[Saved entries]
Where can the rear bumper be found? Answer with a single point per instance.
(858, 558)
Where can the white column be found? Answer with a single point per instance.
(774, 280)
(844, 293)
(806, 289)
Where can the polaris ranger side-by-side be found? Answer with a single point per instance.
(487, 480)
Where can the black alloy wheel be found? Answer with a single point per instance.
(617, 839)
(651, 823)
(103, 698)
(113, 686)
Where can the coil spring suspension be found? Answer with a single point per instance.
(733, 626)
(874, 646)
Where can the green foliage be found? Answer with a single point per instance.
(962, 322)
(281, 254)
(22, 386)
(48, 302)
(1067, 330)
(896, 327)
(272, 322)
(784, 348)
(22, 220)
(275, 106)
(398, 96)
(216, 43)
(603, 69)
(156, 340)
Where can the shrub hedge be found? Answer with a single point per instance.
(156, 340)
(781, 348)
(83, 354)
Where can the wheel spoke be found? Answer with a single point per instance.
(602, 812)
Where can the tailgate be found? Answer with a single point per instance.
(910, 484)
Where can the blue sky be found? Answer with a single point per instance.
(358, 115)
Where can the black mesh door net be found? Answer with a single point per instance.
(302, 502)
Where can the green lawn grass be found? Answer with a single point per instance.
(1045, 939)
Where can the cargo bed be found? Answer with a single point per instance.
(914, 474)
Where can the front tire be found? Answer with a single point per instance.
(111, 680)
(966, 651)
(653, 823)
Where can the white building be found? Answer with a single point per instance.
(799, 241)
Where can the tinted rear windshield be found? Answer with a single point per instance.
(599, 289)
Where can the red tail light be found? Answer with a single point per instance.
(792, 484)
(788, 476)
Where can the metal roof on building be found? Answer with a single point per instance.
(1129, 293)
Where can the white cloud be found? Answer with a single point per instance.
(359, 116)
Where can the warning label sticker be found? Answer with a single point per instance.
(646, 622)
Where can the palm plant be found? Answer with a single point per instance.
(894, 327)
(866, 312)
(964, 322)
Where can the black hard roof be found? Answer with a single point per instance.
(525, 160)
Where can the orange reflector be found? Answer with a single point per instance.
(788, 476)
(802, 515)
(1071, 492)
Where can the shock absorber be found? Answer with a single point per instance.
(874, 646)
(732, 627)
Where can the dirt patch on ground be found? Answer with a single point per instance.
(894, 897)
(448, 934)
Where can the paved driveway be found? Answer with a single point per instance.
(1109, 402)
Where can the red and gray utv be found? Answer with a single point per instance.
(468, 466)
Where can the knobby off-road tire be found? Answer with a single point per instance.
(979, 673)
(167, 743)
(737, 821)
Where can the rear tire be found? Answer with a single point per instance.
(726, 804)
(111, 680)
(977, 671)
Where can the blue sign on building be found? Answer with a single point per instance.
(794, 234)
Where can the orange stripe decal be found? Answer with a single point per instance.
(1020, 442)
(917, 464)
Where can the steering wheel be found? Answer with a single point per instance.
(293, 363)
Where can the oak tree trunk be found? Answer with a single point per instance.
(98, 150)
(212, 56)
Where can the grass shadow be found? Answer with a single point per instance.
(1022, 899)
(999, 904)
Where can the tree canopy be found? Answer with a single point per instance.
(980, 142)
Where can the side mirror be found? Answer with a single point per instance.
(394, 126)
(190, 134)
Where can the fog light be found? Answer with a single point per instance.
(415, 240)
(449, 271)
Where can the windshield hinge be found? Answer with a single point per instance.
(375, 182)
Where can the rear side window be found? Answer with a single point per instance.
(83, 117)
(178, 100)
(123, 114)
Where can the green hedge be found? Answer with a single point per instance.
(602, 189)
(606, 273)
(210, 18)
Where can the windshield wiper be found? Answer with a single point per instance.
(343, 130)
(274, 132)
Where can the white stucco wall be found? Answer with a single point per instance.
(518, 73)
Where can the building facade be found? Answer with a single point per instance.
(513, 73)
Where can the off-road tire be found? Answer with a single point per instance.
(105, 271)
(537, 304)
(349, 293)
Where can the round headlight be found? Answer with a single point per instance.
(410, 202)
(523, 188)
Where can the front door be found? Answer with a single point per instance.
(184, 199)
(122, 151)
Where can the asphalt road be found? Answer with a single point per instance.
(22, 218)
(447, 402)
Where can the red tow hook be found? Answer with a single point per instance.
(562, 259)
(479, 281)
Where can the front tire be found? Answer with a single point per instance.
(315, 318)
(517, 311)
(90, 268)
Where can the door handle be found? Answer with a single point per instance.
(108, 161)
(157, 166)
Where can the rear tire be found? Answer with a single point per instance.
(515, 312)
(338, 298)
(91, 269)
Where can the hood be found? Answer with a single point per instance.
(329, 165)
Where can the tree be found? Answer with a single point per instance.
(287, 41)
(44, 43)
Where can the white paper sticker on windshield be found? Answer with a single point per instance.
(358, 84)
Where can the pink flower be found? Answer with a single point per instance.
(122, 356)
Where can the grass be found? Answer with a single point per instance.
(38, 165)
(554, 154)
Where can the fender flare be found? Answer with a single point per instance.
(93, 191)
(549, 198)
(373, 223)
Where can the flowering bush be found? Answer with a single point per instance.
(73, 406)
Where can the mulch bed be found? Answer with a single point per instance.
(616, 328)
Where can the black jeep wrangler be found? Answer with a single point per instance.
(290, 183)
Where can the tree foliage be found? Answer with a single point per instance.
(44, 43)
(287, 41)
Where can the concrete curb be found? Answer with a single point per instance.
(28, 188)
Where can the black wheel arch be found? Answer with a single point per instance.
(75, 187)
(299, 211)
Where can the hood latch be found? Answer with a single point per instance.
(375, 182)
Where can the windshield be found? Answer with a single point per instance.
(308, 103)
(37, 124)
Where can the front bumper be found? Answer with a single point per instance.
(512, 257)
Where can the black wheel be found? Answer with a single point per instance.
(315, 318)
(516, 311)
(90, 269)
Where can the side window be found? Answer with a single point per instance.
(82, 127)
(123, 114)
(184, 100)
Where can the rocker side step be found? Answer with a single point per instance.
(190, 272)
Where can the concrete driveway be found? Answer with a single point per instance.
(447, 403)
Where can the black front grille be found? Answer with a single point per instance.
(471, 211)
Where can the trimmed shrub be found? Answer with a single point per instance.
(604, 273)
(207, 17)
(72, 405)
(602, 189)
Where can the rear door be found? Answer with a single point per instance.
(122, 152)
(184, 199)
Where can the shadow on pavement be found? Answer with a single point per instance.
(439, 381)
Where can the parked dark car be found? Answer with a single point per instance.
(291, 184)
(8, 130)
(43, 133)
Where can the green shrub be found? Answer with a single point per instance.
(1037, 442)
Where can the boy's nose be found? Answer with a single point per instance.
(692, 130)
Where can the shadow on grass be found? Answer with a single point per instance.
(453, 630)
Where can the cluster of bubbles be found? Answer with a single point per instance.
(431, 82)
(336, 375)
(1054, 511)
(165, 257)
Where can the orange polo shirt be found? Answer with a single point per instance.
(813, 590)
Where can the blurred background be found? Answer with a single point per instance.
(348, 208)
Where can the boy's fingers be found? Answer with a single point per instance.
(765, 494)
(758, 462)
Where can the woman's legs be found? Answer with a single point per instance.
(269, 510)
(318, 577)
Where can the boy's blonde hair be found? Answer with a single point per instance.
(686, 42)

* DESCRIPTION OF THE TASK *
Word for word, copy out the records.

* SOLUTION TO THIS TASK *
Where can the rear bumper be found? Answer with a single point per instance.
(858, 558)
Where can the white column be found? Answer with a single point per instance.
(774, 280)
(844, 293)
(806, 289)
Where can the polaris ranger side-by-side be found? Answer with a single point per instance.
(487, 480)
Where can the black alloy wheel be found? Answer with a single point per instance.
(617, 839)
(651, 823)
(103, 698)
(113, 686)
Where can the coil spring suspension be found? Answer with a single point per instance.
(733, 626)
(874, 646)
Where can the green foliage be found? Answer with a single point per instance.
(962, 322)
(281, 254)
(22, 386)
(48, 302)
(1067, 330)
(896, 327)
(272, 322)
(784, 348)
(22, 220)
(275, 106)
(398, 96)
(216, 43)
(603, 69)
(156, 340)
Where can the shrub hedge be found? Answer with a single point per instance.
(156, 340)
(781, 348)
(83, 354)
Where can the wheel spoke be found? Answer with a single point per instance.
(602, 812)
Where can the tailgate be found? Answer with a single point per instance.
(910, 484)
Where can the blue sky be found? Answer with a single point per instance.
(358, 115)
Where can the black mesh door net be found? Answer with a single point per instance.
(302, 502)
Where can the green lawn grass be found? Answer with a single point per instance.
(1045, 939)
Where can the cargo bed be found? Answer with a single point per instance.
(914, 474)
Where can the front tire be found? Answer with a single point per instance.
(111, 680)
(966, 651)
(653, 823)
Where can the white building be found? Answer with a single point per instance.
(799, 241)
Where can the tinted rear windshield be found? Answer with a single point per instance.
(599, 289)
Where can the red tail light be found? Answer with a single point per instance.
(792, 484)
(788, 476)
Where can the metal roof on building be found? Answer with a single point per instance.
(1129, 293)
Where can the white cloud be found? Answer with a single point per instance.
(359, 116)
Where can the warning label sticker be found? Answer with a single point per instance.
(646, 622)
Where can the palm plant be found? Answer with a single point per instance.
(894, 327)
(866, 312)
(964, 322)
Where can the black hard roof be found? Answer with a single point per instance.
(525, 160)
Where can the orange reflector be found? Answer with a single point per instance.
(788, 476)
(802, 515)
(1071, 492)
Where can the shock absorber be found? Answer with a single point per instance.
(874, 646)
(732, 627)
Where can the dirt patch on ground be found? Answer with a single point per instance.
(894, 897)
(448, 934)
Where can the paved driveway be found? Answer with a single point per instance.
(1109, 402)
Where can the red and gray utv be found? Answer with a single point per instance.
(468, 466)
Where can the knobby off-road tire be found? Answer with a single point per instance.
(979, 673)
(167, 743)
(737, 821)
Where can the rear tire be found? Answer with a single point per instance.
(726, 804)
(111, 680)
(977, 671)
Where can the blue sign on building be found? Answer with a single point per instance.
(794, 234)
Where can the orange stripe decal be found? Answer with a single point per instance.
(1020, 442)
(917, 464)
Where can the steering wheel be found? Answer with a single point per instance.
(293, 363)
Where can the oak tree trunk be found? Answer with a single point per instance.
(98, 150)
(212, 56)
Where can the grass shadow be found? Answer with a single point per instance.
(1022, 899)
(999, 904)
Where can the tree canopy be found? Answer with a single point per instance.
(980, 142)
Where can the side mirror be found? Answer with a single point per instance.
(394, 126)
(190, 134)
Where can the fog light be found? Answer with a single point per instance.
(415, 240)
(449, 271)
Where can the windshield hinge be found? Answer with a single point per instance.
(375, 182)
Where can the rear side window be found? Answer with a single point per instance.
(83, 117)
(178, 100)
(123, 114)
Where can the green hedge be found? Answer with a single point per instance.
(602, 189)
(606, 273)
(210, 18)
Where can the windshield wiper be found? Answer with a single point per instance.
(343, 130)
(274, 132)
Where can the white stucco wall be found? Answer with a single point per instance.
(518, 73)
Where can the building facade be found? Answer with a single point per instance.
(513, 73)
Where can the off-road tire be found? Answer with a single point per instance.
(105, 271)
(537, 304)
(349, 293)
Where can the round headlight be found? Answer with a single point per instance.
(410, 202)
(523, 188)
Where can the front door be found? Answer with a single point per instance.
(184, 199)
(122, 151)
Where can the asphalt road be found? Answer with a single point per instance.
(22, 218)
(447, 402)
Where can the red tow hook be found? Answer with a single point per instance.
(562, 259)
(479, 281)
Where can the front tire be found? Answer with a single point per instance.
(315, 318)
(517, 311)
(90, 268)
Where can the door handle be found? Answer with a single point per instance.
(108, 161)
(157, 166)
Where can the rear tire be found? Answer with a single point per instance.
(515, 312)
(338, 298)
(91, 269)
Where can the hood be found? Answer with a single point per instance.
(329, 165)
Where can the tree be found? Answer with a single point per instance.
(287, 41)
(44, 43)
Where can the white paper sticker on windshield be found? Answer with a single point per instance.
(358, 84)
Where can the pink flower be found? Answer with a single point per instance.
(122, 356)
Where can the grass be found? Answer with a single point per instance.
(38, 165)
(554, 154)
Where can the fender flare be found? Answer with a single point per instance.
(93, 191)
(549, 198)
(373, 223)
Where can the flowering bush be found? Answer with a single point per instance.
(73, 406)
Where can the mulch bed be found? Answer with a single point per instance.
(616, 328)
Where can the black jeep wrangler be found? Answer with a single point per instance.
(290, 183)
Where can the tree foliage be found? Answer with a single point per instance.
(44, 43)
(287, 41)
Where can the concrete curb be found? Answer with a single point per instance.
(28, 188)
Where can the black wheel arch be found? Answer with a single point per instance.
(75, 187)
(299, 211)
Where can the hood latch be found? Answer with a single point per instance.
(375, 182)
Where can the windshield be found? Answer with a single point per instance.
(308, 103)
(37, 124)
Where can the front bumper be found? Answer with a single point per instance.
(512, 257)
Where can the black wheel be found? Answer with a single point per instance.
(315, 318)
(516, 311)
(90, 269)
Where can the side window be found? Answer with a single point per instance.
(82, 127)
(123, 114)
(184, 100)
Where can the rocker side step be found? Answer with a single point per instance.
(190, 272)
Where can the concrete driveway be found? Answer with a single point per instance.
(447, 403)
Where can the black front grille be found? Answer with a single point per instance.
(471, 211)
Where can the trimmed shrub be found? Answer with a single point per instance.
(604, 273)
(207, 17)
(72, 405)
(602, 189)
Where can the rear door be found? Answer with a single point per instance.
(122, 152)
(184, 199)
Where can the shadow on pavement be found? Answer with a single point per instance.
(439, 381)
Where can the parked dark car be found? Answer with a single point per instance.
(291, 184)
(8, 130)
(43, 133)
Where can the green shrub be found? Answer with a single point per instance.
(1037, 442)
Where can the boy's nose be found? Answer with a single point per instance.
(692, 130)
Where can the shadow on grass be found? Answer with a single point per instance.
(453, 630)
Where can the cluster of bubbles be found? Answer with a single point per instance.
(431, 82)
(336, 375)
(1054, 511)
(165, 257)
Where can the orange polo shirt be found? Answer with a single point per instance.
(813, 590)
Where can the blurred background be found? Answer with a single point per instance.
(348, 208)
Where can the boy's fingers be found? Answer with a single point per instance.
(765, 494)
(758, 462)
Where can the woman's legs be found? Answer with a single point per instance.
(269, 510)
(318, 577)
Where can the boy's blonde hair be found? Answer with a single point per instance.
(686, 42)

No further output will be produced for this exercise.